* [Task data]:
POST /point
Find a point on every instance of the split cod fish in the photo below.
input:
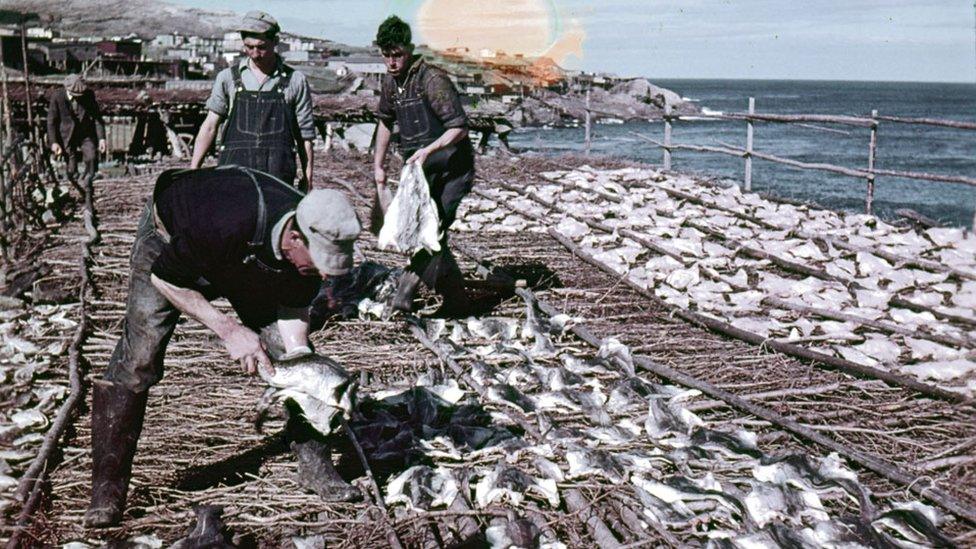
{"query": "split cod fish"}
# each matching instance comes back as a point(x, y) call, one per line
point(318, 385)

* [Written exercise]:
Retype the data above character for character, omitting the picture.

* [Final result]:
POST /point
Find a point on every instance of the split cod fish in the photo below.
input:
{"query": "split cod fish"}
# each matching instance comes back as a point(x, y) call, one per line
point(318, 385)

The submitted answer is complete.